Records supplied
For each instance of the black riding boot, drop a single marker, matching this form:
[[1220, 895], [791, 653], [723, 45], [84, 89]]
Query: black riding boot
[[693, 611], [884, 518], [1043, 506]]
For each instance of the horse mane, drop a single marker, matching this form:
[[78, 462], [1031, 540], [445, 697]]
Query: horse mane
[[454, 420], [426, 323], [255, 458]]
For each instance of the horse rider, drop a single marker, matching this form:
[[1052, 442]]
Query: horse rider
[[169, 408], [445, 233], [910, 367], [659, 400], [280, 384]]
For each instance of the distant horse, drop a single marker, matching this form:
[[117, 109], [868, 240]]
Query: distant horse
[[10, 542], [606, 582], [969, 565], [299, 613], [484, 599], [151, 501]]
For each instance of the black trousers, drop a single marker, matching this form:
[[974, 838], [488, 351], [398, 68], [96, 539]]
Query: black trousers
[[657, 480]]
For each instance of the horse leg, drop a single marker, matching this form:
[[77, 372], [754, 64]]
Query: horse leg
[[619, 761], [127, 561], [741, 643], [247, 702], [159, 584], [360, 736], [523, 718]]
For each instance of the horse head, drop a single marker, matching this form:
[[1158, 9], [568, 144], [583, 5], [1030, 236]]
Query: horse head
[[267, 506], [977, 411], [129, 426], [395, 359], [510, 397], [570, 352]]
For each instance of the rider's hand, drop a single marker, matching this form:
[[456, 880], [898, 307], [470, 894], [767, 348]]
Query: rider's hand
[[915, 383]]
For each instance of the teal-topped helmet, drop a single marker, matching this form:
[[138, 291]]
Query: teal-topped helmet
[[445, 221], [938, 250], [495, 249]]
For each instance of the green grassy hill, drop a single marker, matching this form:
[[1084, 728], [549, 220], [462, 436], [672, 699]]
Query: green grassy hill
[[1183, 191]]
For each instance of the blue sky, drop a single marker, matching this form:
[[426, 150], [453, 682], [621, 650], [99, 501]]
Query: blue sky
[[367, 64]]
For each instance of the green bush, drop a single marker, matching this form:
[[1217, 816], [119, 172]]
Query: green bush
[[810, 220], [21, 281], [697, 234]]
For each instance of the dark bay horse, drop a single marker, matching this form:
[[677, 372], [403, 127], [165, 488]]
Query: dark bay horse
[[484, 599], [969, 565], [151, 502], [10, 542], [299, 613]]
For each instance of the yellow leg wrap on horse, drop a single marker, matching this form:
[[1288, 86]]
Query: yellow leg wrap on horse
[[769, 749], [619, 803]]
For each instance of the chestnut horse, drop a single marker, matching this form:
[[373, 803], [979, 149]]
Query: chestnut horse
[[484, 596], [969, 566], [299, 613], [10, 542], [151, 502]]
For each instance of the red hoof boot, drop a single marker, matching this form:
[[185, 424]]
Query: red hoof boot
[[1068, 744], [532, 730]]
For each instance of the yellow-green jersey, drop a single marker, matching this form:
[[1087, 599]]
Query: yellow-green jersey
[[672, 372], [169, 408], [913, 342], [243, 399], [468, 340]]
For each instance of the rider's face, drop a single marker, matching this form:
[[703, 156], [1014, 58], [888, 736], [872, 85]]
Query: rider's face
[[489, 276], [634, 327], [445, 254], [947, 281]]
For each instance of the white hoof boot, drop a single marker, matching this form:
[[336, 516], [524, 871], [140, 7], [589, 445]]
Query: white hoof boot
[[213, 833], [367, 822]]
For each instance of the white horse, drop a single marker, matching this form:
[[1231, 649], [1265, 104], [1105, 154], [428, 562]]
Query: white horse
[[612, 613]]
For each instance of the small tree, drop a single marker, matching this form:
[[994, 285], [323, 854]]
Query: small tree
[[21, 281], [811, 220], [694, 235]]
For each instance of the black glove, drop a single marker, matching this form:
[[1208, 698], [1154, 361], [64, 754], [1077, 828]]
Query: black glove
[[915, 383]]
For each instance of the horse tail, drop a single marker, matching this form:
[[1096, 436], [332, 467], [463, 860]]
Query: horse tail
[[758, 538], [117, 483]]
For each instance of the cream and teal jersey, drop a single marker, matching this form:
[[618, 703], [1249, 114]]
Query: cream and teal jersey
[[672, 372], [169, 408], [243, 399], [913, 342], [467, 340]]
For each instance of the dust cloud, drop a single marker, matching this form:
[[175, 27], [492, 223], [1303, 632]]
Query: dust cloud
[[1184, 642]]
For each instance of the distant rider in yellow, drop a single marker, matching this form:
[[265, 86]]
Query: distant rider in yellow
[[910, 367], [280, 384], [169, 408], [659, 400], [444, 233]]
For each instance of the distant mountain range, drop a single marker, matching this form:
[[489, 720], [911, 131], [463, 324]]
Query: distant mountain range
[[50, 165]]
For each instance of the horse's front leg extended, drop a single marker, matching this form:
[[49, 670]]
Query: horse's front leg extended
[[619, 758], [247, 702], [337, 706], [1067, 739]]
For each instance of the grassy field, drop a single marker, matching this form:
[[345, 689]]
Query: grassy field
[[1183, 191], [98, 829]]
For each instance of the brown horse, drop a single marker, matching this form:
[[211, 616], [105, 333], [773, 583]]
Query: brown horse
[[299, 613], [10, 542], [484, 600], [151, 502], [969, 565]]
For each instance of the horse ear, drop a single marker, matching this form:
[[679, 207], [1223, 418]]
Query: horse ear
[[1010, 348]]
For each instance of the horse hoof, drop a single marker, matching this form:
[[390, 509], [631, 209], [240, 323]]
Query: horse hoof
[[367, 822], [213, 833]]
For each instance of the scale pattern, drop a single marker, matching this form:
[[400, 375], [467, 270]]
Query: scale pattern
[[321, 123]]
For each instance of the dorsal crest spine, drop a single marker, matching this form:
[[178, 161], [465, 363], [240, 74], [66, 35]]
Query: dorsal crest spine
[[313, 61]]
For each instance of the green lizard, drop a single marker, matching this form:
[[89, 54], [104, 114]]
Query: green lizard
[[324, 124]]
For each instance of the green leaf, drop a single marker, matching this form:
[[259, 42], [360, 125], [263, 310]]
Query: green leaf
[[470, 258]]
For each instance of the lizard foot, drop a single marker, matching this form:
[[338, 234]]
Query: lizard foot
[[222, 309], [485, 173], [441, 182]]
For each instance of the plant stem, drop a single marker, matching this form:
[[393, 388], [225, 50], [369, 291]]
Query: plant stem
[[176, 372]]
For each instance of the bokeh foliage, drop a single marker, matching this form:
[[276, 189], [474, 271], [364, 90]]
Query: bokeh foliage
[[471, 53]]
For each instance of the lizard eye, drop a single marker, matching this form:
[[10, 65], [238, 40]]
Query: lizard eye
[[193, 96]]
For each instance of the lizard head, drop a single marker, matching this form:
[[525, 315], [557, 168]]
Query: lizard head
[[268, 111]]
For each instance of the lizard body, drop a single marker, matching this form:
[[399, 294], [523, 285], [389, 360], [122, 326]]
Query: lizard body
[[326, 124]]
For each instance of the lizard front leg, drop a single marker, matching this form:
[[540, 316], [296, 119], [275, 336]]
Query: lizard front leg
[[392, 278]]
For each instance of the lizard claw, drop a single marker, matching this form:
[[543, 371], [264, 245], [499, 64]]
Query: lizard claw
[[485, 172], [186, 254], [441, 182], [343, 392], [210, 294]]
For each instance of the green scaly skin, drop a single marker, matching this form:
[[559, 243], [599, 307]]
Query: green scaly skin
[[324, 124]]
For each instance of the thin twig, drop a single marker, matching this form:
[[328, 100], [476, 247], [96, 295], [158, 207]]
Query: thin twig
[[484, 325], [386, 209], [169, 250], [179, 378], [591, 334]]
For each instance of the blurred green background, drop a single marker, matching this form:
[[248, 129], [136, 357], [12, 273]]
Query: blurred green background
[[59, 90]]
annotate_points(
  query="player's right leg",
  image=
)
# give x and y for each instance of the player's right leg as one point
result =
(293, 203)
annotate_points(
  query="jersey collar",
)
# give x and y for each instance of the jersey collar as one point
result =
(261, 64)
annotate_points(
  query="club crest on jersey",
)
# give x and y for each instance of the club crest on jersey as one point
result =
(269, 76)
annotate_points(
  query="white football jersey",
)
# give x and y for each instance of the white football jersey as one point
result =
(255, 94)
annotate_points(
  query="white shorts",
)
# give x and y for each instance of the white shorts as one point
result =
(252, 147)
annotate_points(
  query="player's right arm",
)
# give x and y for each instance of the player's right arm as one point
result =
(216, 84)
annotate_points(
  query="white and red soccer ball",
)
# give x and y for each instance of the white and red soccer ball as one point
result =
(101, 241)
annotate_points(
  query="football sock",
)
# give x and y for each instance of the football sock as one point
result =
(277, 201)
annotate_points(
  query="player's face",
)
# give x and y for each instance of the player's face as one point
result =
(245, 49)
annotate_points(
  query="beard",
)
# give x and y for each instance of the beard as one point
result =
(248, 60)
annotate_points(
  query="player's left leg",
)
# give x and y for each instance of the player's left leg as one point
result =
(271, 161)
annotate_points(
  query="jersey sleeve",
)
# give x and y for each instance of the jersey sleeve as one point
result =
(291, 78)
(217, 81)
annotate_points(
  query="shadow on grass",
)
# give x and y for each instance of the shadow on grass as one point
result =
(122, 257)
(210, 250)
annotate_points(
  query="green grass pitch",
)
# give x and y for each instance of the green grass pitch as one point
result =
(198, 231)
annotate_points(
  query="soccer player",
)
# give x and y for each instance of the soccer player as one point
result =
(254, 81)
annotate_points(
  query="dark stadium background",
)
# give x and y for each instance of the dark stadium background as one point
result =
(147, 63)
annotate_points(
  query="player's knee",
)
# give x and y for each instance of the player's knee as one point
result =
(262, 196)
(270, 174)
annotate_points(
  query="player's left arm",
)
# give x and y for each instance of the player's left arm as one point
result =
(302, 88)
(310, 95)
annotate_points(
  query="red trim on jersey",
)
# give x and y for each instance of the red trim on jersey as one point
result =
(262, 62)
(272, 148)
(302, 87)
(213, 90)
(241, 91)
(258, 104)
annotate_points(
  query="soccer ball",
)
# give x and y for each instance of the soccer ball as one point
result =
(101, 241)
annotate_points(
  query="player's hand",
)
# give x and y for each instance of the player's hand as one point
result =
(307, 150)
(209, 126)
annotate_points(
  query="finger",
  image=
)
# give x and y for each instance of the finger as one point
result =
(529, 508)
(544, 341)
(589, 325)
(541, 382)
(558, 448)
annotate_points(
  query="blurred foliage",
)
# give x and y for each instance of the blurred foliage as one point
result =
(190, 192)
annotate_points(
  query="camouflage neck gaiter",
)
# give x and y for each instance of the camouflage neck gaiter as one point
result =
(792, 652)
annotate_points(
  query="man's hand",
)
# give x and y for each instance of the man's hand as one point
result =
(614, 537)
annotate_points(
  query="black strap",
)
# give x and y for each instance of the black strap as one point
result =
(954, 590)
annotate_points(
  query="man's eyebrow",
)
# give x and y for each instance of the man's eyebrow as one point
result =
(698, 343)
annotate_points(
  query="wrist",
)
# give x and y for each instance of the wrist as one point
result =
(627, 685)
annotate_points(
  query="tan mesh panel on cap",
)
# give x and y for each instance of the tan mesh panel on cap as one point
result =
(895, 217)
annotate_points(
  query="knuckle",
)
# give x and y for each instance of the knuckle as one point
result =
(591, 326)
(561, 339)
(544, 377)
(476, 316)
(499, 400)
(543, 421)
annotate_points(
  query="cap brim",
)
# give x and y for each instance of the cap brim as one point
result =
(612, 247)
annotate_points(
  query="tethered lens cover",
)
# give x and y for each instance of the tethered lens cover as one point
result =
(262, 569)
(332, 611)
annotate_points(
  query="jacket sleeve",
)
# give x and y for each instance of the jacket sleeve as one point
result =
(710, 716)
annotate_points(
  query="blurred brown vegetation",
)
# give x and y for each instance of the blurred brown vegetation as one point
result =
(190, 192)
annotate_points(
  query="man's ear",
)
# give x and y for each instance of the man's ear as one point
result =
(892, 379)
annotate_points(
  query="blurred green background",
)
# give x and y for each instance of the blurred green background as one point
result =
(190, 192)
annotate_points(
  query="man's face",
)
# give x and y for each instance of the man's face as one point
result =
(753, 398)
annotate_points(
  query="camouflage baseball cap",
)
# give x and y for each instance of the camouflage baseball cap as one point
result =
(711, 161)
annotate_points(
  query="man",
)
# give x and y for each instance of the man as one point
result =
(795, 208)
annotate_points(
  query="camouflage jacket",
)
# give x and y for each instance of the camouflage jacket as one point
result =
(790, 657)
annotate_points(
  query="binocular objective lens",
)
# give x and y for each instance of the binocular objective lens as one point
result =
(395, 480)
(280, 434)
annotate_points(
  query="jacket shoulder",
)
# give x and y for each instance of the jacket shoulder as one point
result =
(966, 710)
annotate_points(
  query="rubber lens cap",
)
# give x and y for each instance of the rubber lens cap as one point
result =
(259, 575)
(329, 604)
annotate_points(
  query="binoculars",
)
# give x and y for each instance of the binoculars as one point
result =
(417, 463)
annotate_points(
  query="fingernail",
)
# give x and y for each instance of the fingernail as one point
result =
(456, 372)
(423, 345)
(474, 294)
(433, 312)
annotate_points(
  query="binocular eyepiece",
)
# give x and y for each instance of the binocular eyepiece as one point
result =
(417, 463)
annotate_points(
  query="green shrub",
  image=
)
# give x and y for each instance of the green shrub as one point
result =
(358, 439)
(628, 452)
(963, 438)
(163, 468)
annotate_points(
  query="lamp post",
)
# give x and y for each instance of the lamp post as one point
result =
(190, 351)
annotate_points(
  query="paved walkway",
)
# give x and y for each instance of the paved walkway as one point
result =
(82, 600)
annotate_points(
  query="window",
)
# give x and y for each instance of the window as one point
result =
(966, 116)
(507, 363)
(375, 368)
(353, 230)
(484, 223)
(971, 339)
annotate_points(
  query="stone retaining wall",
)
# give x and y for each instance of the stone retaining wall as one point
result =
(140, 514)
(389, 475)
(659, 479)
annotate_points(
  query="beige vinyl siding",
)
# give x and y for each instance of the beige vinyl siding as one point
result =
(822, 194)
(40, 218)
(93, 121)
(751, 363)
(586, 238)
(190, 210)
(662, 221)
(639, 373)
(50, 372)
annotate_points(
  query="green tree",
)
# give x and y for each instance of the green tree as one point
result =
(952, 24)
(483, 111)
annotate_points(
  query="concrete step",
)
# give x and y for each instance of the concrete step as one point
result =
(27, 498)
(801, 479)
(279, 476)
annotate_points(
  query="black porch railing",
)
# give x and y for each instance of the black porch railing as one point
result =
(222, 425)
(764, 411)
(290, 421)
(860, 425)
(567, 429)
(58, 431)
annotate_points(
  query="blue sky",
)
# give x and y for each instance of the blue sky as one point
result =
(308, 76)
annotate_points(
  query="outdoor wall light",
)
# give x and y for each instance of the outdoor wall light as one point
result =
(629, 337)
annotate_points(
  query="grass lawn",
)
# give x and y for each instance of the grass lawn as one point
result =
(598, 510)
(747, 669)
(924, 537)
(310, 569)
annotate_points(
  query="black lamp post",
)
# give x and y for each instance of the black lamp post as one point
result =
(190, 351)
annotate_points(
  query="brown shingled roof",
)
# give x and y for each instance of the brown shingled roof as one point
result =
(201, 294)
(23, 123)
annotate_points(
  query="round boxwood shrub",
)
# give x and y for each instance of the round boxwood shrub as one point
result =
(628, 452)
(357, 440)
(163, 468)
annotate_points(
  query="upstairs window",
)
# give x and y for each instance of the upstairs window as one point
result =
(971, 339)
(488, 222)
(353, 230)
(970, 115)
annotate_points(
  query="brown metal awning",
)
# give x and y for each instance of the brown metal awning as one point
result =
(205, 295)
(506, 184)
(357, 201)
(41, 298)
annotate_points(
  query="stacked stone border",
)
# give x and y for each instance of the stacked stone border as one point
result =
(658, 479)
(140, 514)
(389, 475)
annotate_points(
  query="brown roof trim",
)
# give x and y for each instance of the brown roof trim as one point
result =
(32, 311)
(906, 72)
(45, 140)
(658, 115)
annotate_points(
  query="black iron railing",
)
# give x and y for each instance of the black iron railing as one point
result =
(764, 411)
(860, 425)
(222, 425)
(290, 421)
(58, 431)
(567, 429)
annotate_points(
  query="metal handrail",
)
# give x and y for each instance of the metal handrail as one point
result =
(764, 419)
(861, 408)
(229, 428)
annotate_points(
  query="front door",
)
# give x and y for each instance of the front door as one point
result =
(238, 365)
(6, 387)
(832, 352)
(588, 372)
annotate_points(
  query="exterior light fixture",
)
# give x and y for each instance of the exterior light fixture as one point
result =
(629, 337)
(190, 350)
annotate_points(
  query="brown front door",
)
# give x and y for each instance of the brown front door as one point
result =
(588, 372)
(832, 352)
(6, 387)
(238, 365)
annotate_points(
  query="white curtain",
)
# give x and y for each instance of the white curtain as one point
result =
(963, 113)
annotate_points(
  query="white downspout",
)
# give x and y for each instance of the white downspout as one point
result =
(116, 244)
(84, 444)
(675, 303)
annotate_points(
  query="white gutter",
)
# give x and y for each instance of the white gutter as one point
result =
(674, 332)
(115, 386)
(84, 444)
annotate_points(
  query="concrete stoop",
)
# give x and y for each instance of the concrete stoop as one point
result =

Task prompt
In the entries above, identify every line with the word "eyepiece". Copy those lines.

Solved problem
  query="binocular eyepiece",
# give x and y for each instance of the binocular eyepiece as one point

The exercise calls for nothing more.